Once the line containing "24 26 L 49 33" has been printed, stop; print every line before it exactly, starting at the top of the material below.

-------- Dataset extract

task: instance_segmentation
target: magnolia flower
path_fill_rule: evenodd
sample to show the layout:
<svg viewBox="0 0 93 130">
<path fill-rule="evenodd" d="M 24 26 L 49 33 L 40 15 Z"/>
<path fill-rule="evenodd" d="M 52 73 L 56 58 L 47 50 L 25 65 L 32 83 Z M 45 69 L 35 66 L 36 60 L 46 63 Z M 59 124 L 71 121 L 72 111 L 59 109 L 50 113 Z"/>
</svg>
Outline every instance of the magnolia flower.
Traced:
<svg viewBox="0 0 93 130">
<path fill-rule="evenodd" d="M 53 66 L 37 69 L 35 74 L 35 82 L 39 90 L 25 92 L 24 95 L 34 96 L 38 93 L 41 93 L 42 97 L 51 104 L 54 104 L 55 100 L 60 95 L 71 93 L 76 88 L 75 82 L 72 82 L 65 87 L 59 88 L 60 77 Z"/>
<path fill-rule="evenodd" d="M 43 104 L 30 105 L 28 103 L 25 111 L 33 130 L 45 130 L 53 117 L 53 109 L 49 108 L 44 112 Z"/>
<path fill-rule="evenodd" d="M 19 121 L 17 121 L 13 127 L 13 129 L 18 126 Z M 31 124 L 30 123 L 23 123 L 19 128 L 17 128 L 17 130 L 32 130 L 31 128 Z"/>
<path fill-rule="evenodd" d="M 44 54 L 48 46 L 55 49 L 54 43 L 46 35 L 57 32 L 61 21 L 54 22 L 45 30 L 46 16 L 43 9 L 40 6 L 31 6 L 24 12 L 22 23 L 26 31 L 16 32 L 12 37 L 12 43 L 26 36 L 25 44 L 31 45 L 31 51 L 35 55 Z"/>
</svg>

----------------

• [Answer for the task]
task: instance_segmentation
target: magnolia flower
path_fill_rule: evenodd
sample to show the layout:
<svg viewBox="0 0 93 130">
<path fill-rule="evenodd" d="M 24 26 L 49 33 L 40 15 Z"/>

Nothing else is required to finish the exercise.